Print every one of the rows below verbatim, changing nothing.
[Start Dataset extract]
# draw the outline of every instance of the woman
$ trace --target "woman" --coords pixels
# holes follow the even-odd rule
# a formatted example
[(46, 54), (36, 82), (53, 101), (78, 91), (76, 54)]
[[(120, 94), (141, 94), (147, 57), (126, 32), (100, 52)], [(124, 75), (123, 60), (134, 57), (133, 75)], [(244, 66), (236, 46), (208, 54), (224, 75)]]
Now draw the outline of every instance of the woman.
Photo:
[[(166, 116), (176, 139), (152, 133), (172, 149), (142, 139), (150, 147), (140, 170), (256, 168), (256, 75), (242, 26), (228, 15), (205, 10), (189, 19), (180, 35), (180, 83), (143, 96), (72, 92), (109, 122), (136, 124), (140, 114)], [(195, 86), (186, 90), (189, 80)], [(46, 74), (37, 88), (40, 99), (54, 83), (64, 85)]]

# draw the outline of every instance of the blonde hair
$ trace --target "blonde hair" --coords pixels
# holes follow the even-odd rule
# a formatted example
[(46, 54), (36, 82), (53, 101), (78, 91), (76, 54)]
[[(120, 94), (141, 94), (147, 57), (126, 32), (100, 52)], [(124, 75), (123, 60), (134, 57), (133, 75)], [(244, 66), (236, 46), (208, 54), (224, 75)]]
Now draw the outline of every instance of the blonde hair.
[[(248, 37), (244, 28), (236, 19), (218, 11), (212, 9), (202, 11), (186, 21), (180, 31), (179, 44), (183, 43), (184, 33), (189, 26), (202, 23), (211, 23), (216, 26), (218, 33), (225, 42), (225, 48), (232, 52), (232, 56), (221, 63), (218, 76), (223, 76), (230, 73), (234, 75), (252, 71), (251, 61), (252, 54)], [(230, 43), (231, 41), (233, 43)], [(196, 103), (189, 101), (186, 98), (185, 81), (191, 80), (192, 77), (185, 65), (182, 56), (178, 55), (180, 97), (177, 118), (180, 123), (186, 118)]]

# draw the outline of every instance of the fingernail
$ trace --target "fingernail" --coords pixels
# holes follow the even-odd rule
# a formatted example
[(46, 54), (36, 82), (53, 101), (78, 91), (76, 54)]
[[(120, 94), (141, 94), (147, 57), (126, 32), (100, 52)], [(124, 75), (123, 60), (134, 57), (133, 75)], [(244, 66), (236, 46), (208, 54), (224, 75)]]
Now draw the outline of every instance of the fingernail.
[End Dataset extract]
> **Response to the task**:
# draw the outline of every instance of the woman
$ trace --target "woman" --coords pixels
# holes follow the even-odd rule
# a formatted example
[(46, 54), (36, 82), (53, 101), (78, 91), (76, 54)]
[[(120, 94), (141, 94), (147, 57), (126, 32), (100, 52)], [(124, 75), (123, 60), (134, 57), (133, 75)], [(244, 66), (236, 46), (208, 54), (224, 75)]]
Now draw the outline of every instance of the woman.
Photo:
[[(166, 116), (176, 139), (152, 133), (172, 149), (142, 139), (150, 147), (140, 170), (256, 168), (256, 75), (242, 26), (228, 15), (205, 10), (189, 19), (180, 35), (180, 83), (143, 96), (72, 92), (109, 122), (136, 124), (140, 114)], [(195, 86), (186, 90), (189, 80)], [(46, 74), (37, 88), (40, 99), (54, 83), (64, 85)]]

# draw the outline of every instance of the blonde hair
$ trace --target "blonde hair" --coords pixels
# holes follow the even-odd rule
# a formatted example
[(46, 54), (36, 82), (53, 101), (78, 91), (76, 54)]
[[(120, 94), (141, 94), (147, 57), (126, 32), (100, 52)], [(124, 75), (123, 60), (134, 57), (133, 75)], [(244, 66), (236, 46), (208, 54), (224, 75)]]
Now draw the outline of every instance of the blonde hair.
[[(248, 37), (244, 28), (236, 19), (218, 11), (212, 9), (202, 11), (186, 21), (180, 31), (179, 44), (183, 43), (184, 33), (189, 26), (202, 23), (211, 23), (216, 26), (218, 33), (225, 42), (225, 48), (232, 52), (232, 56), (221, 63), (218, 76), (223, 76), (230, 73), (234, 75), (252, 71), (251, 61), (252, 54)], [(230, 43), (231, 41), (233, 43)], [(196, 103), (189, 101), (186, 98), (185, 81), (191, 80), (192, 77), (185, 65), (182, 56), (178, 55), (180, 97), (177, 118), (180, 123), (186, 118)]]

# draw the outline of every instance of the fingernail
$ trace --target "fingernail" --coords pixels
# holes follow the even-odd rule
# a formatted example
[(46, 54), (36, 82), (53, 101), (78, 91), (76, 54)]
[[(120, 94), (141, 94), (147, 57), (126, 32), (100, 52)], [(124, 75), (123, 60), (134, 57), (133, 75)], [(244, 66), (236, 46), (208, 54), (224, 75)]]
Now draw the outline of every instance of the fingernail.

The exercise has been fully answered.